* _Goal 1_
In the article on the proposed Department of Local Services, who was named to manage the transition to the new organization?
* _Goal 2_
List every service the article on the proposed Department of Local Services quotes Executive Constantine as saying the department will improve.
* _Goal 3_
Pick up the article on the proposed Department of Local Services after its last sentence and keep writing.

— Begin Selected excerpt —

King County Executive’s new idea to help unincorporated areas: Department of Local Services
Annexation doesn’t seem to be on the horizon, but unincorporated North Highline (and other parts of the county) still need services. So King County Executive Dow Constantine has announced this new idea:
Executive Constantine today proposed combining the Department of Permitting and Environmental Review (DPER) with various other County functions to create a new department focused on the needs of the unincorporated areas, including Redmond Ridge, East Federal Way, Fairwood and East Renton, North Highline, Skyway, White Center, and West Hill.
Along with DPER, the proposed Department of Local Services could include:
• Road Services and Airport Divisions of the Department of Transportation,
• Community Service Area program of the Department of Natural Resources and Parks,
• On-site Septic System and Plumbing & Gas Piping programs from the Environmental Health Division of Public Health-Seattle & King County.
“The quarter-million people who live in Unincorporated King County make up what would be the state’s second-largest city, with its own particular challenges and priorities,” said Executive Constantine. “The Department of Local Services will improve how we provide direct and contracted services, including roads, public safety, clean water, and access to opportunity. The department director will have a seat on my cabinet to ensure we bring a focus on performance and accountability to all that we do for the residents of Unincorporated King County.”
The Executive named Harold Taniguchi, Director of the King County Department of Transportation, to manage the transition to the new organization pending the appointment of a Cabinet-level leader reporting directly to the Executive.
“We will be reaching out to residents of unincorporated King County to get their insights on how we can improve customer service and develop accountability and performance measures to better serve them,” said Taniguchi. “As we navigate our way through this process, we will be working closely with our valued employees and their respective unions to ensure a smooth and positive transition.”

— End Selected excerpt —
— Begin Excerpted data —

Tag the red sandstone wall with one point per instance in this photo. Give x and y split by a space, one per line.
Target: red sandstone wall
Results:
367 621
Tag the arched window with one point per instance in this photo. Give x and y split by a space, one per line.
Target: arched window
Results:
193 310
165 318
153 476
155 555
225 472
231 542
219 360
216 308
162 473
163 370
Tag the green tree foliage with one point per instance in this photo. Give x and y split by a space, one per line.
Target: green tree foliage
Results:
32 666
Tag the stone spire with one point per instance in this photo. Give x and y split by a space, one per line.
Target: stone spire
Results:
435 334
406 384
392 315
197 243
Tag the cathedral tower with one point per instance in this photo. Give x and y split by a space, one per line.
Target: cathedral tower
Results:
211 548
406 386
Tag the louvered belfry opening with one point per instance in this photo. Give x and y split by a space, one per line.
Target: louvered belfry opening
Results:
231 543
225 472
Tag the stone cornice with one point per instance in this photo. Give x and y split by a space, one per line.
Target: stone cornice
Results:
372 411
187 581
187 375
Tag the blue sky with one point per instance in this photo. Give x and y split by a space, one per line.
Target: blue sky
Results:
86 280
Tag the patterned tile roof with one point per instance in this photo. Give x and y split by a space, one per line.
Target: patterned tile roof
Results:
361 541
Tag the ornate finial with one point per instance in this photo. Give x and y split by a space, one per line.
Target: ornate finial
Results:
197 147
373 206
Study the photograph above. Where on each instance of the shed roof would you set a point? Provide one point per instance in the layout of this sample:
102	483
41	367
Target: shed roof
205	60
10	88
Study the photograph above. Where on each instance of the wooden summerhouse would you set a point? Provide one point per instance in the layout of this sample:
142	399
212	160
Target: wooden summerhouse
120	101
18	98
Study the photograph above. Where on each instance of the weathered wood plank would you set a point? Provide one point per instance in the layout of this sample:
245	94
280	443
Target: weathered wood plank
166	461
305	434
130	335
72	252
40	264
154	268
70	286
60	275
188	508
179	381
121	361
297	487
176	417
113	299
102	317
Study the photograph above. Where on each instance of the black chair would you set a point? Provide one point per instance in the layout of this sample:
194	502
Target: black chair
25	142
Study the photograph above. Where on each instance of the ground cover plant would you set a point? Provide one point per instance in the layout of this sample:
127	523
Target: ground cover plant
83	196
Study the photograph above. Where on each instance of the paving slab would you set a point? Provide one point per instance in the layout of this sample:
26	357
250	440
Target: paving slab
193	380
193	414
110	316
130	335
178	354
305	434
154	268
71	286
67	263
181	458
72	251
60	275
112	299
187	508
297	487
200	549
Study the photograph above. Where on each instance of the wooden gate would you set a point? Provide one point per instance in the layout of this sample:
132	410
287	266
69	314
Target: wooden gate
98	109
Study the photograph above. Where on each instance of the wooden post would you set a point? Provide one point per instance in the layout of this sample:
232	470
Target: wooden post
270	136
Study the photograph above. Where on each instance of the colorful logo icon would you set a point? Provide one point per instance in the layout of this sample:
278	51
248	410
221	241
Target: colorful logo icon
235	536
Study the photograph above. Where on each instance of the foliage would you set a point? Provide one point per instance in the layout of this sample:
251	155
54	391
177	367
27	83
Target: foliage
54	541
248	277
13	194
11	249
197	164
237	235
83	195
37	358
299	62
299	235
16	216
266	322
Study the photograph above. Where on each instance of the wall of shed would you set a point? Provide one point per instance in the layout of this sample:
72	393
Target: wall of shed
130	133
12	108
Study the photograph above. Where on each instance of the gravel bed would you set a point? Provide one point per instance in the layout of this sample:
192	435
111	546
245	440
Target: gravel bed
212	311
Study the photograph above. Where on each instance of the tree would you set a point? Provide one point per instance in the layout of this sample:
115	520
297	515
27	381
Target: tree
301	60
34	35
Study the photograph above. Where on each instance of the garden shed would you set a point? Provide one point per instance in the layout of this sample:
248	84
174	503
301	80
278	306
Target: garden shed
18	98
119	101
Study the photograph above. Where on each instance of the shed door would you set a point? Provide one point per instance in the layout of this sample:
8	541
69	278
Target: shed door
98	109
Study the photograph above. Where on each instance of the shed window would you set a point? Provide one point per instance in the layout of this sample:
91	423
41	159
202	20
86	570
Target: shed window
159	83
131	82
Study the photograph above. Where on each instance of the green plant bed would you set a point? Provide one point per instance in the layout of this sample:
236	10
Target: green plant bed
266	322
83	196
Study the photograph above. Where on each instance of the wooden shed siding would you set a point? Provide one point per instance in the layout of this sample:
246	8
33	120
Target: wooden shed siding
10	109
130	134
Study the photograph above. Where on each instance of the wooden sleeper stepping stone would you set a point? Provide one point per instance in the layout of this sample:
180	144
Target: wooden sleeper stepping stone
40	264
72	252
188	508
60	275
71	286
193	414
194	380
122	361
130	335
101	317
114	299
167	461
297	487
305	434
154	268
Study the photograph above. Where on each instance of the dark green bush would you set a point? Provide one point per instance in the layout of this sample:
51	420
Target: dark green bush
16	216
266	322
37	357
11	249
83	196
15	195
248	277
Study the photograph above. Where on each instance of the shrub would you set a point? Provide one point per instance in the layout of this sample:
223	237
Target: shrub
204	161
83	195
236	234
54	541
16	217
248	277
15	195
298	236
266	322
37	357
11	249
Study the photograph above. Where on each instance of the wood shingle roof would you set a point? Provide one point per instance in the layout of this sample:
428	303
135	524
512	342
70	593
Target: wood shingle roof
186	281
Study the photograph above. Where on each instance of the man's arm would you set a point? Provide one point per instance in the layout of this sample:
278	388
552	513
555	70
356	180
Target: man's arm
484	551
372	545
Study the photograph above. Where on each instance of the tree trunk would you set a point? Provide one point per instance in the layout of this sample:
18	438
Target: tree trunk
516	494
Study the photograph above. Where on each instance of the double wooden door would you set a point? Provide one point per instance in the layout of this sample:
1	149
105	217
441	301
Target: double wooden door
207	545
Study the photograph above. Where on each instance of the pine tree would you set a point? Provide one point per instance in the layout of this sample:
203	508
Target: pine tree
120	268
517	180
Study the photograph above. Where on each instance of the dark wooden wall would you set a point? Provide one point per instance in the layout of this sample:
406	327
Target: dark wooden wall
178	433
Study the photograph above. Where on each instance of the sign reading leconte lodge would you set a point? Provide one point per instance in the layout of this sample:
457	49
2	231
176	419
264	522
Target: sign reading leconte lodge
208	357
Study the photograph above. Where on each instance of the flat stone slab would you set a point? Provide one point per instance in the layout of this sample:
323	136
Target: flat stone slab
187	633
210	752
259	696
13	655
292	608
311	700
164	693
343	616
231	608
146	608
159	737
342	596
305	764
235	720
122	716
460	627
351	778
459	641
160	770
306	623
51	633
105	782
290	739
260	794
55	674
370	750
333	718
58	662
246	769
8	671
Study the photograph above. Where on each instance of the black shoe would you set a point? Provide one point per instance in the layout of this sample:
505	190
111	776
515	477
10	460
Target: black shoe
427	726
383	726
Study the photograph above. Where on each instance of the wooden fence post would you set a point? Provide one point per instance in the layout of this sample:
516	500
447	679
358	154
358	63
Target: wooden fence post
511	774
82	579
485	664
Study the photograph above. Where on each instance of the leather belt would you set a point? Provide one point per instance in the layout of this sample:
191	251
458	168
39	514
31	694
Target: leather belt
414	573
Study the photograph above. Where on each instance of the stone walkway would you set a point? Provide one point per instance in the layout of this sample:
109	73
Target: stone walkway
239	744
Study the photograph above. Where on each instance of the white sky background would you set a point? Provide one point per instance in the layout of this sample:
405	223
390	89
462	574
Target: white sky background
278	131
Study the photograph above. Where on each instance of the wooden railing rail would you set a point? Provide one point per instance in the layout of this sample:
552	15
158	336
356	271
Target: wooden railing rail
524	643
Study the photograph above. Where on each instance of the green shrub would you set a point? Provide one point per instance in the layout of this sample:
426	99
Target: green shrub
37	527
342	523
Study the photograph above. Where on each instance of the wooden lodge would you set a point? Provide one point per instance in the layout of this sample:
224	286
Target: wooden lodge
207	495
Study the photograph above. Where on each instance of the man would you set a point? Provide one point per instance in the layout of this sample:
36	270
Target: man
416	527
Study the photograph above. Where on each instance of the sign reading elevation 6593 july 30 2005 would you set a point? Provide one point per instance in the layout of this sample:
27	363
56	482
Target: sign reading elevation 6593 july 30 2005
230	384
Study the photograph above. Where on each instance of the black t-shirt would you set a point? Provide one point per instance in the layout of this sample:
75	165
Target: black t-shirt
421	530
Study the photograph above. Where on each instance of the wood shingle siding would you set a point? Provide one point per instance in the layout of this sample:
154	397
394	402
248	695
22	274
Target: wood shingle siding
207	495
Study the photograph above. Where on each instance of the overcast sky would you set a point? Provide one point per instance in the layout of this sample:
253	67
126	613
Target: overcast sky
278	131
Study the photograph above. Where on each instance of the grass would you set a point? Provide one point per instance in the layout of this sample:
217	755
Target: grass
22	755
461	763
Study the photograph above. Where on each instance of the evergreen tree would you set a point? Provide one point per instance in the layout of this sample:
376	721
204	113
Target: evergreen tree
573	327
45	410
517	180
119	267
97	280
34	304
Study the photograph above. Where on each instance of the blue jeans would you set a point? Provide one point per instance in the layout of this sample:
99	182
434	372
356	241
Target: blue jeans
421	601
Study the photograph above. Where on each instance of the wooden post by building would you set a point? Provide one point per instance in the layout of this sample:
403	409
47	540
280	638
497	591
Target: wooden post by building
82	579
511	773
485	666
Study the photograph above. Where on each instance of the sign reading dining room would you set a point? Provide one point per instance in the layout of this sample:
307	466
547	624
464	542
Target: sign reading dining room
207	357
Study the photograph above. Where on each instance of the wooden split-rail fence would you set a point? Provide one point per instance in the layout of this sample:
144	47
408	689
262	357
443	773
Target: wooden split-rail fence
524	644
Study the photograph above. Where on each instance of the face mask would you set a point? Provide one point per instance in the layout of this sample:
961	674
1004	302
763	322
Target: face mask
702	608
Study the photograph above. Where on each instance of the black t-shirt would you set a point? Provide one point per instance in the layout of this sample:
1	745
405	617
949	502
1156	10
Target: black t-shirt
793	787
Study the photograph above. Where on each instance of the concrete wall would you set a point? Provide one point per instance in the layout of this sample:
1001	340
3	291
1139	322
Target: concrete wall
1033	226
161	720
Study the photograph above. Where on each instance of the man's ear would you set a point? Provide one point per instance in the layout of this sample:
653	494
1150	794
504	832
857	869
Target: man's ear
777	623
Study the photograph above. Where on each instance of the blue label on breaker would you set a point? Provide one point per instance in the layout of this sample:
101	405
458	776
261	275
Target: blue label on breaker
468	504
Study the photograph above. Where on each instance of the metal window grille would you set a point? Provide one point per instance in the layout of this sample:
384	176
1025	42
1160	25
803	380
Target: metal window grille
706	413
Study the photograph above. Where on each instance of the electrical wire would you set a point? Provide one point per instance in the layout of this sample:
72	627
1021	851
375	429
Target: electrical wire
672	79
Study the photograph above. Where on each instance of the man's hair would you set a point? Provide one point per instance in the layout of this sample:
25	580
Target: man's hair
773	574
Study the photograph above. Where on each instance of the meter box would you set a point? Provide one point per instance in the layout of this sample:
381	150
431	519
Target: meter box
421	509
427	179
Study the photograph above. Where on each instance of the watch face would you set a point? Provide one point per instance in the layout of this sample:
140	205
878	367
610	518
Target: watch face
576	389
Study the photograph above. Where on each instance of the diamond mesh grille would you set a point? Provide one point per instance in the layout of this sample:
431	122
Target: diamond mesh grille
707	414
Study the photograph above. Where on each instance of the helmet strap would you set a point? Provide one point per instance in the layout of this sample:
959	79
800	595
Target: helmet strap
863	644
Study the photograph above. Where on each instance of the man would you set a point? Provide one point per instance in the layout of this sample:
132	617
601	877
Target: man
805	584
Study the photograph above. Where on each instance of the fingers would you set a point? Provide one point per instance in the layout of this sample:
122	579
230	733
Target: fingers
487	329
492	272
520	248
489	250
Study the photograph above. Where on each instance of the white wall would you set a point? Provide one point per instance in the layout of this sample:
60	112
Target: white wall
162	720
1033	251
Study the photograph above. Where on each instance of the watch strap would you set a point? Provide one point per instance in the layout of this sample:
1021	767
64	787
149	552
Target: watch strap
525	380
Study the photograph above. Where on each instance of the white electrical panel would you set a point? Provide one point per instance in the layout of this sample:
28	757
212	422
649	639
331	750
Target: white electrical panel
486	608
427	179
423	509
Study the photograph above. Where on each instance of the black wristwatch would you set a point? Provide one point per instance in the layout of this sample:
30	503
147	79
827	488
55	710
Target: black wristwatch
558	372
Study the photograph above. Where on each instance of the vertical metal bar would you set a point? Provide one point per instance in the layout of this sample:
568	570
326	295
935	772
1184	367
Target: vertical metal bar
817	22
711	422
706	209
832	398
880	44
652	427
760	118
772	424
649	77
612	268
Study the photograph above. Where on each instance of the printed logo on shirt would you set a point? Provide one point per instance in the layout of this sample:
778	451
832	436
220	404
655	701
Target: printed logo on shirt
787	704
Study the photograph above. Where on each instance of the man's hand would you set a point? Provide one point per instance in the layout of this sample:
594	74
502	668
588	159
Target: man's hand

— End Excerpted data —

* _Written answer 1_
Harold Taniguchi, Director of the King County Department of Transportation.

* _Written answer 2_
Roads, public safety, clean water, and access to opportunity.

* _Written answer 3_
The proposal calls for establishing the new Department effective Jan. 1, 2019, on the same date that the Executive has proposed Metro Transit to become a standalone department. Existing revenues could fund the Department of Local Services.
“I am excited, eager, and proud to see the Executive respond to residents in the unincorporated areas and reform how we deliver the services they need and deserve,” said King County Councilmember Kathy Lambert, whose district serves a wide area of urban and rural northeast King County. “I look forward to working with him on the creation of a department that can oversee the quality of services for our urban unincorporated and rural residents, and monitor to ensure their proper delivery.”
King County is the local service provider for roughly 250,000 people in the unincorporated areas of the county; taken together, Unincorporated King County would be the second-largest city in the state.
Senior Deputy Executive Fred Jarrett led an internal initiative that studied ways to improve how the county delivers direct and contracted services, including roads, public safety, clean water, and increased access to opportunities.
More details will be addressed in the formal legislation the Executive plans to send in February to the King County Council, and in the development of the Executive Proposed Budget for the 2019-2020 biennium. The Council has the statutory authority for establishing Executive departments, and for adoption of the County budget.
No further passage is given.